— Begin EXERCISE MATERIAL —

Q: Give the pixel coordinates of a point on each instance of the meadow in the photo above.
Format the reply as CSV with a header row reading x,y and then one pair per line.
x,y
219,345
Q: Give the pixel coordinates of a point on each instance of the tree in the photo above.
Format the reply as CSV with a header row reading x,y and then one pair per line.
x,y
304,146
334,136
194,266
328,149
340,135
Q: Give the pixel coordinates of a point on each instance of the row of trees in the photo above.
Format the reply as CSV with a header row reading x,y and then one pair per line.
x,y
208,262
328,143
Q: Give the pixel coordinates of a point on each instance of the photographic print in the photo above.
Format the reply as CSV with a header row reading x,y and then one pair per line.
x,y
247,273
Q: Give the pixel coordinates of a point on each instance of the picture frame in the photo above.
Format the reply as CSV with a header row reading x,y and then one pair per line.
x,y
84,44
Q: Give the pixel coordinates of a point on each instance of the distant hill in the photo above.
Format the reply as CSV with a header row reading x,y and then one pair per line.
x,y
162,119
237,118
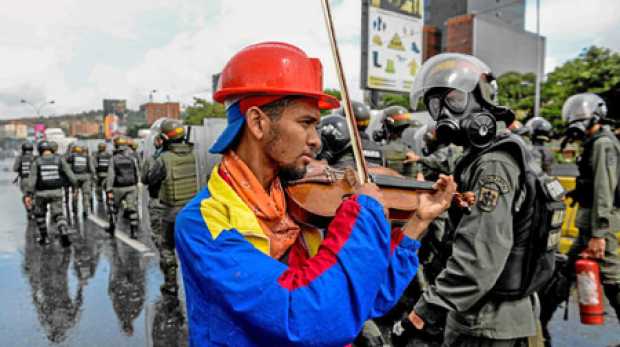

— End EXERCISE MATERIAL —

EXERCISE DETAILS:
Rewrite every one of these lines with "pixel coordinates" changed to "image coordinates" and nothing else altered. Omit the pictures.

RIGHT ANSWER:
Q: Give the image coordinates of a point on each instance of the meadow in the photo above.
Format the reply as CSV with a header row reading x,y and then one pair per line.
x,y
219,345
Q: Give the image coordinates of a point on each instance of the tree in the photo above.
Format the reply as CSV with a header row reading x,y and then one pair per line.
x,y
304,146
334,136
194,266
328,149
340,135
Q: Give the image coordinates of a point on each instance of the row of trees in the photo above.
Format the reply as CSV with a header row reading x,y and then one pair per line.
x,y
208,262
328,143
Q: Give the image coordinates of a point on each instance of the photographic print in the photo above.
Format the reply as CSV with a header row reading x,y and then one pair per line.
x,y
247,273
Q: Give the image coordinates of a point on each instance of the picture frame in the photo above.
Format the reply as CSV with a header row reading x,y and then one pair per line.
x,y
84,44
Q: Give the image coordinates of a point on each instance of the distant hill in the photo above.
Format the reply as CSV with a header row reading x,y and then one pair per line.
x,y
162,119
237,118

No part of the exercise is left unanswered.